Goal:
Format the records as a numbered list, from the line containing "Habitat-count request: mark the gingerbread" through the end of the records, both ends included. Leave out blank lines and list only those lines.

━━ Data rows ━━

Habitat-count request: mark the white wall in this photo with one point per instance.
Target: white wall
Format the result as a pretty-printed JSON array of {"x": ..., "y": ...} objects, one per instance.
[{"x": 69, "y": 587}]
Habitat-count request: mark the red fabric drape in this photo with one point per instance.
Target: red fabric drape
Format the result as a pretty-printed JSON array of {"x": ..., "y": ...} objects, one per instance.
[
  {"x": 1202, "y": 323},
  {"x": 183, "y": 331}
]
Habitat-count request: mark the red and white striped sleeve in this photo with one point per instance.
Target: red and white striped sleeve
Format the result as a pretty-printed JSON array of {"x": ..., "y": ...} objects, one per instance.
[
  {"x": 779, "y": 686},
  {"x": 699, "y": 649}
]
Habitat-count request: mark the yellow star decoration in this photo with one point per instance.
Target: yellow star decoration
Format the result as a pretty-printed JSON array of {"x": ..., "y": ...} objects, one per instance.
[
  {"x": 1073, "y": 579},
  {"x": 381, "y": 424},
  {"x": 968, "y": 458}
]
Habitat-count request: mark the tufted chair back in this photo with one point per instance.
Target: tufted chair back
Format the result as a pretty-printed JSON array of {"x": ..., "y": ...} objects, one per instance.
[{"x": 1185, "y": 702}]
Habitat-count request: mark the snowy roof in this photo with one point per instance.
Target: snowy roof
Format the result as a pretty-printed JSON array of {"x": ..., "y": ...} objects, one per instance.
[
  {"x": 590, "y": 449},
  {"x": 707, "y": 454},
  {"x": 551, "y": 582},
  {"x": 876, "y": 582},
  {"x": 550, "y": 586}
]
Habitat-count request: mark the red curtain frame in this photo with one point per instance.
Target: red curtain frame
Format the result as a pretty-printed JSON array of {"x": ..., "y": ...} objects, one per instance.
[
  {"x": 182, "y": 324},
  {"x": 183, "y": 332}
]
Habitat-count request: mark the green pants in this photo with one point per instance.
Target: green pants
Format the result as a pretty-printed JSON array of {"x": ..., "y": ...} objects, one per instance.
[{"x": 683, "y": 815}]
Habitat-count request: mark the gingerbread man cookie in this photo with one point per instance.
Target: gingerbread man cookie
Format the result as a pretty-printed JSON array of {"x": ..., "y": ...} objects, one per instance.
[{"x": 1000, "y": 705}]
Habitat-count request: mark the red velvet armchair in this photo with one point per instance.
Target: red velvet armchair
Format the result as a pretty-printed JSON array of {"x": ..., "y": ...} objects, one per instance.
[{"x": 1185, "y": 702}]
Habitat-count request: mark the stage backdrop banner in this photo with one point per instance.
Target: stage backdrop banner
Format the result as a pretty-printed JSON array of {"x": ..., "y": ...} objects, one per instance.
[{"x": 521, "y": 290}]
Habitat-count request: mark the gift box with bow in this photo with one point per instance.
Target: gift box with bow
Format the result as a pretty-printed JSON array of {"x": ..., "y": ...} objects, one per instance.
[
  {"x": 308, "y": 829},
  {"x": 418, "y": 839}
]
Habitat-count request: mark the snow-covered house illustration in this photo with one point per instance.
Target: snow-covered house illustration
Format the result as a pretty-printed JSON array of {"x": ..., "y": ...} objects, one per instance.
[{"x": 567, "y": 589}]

━━━

Answer to this exercise:
1. Habitat-count request: mark the gingerbread man cookie in this photo with one point per instance.
2. Target: gingerbread man cookie
3. Format the result as a pretty-printed JSON array of {"x": ..., "y": ...} objects, one per instance.
4. [{"x": 1000, "y": 705}]
5. Habitat-count request: mark the red velvet armchair in this photo with one point per instance.
6. Target: red velvet armchair
7. Format the result as a pretty-printed JSON array of {"x": ..., "y": ...} objects, one per instance.
8. [{"x": 1185, "y": 702}]
9. Habitat-count request: mark the stage backdrop banner in this photo with one point per instance.
10. Target: stage backdrop banner
11. Format the result as a pretty-printed JSON array of {"x": ..., "y": ...} objects, one per instance.
12. [{"x": 521, "y": 290}]
13. Habitat-count request: mark the gift box with bow in this photo with one point per instance.
14. Target: gift box with bow
15. Format the result as a pretty-printed JSON array of {"x": ..., "y": ...} objects, one per instance.
16. [
17.   {"x": 308, "y": 829},
18.   {"x": 418, "y": 839}
19. ]
20. Habitat-count request: mark the snow-covered house illustration in this photo with one point per instance.
21. Target: snow-covered house illustration
22. Format the result as a pretty-printed JSON array of {"x": ..., "y": ...} objects, one per instance.
23. [{"x": 567, "y": 589}]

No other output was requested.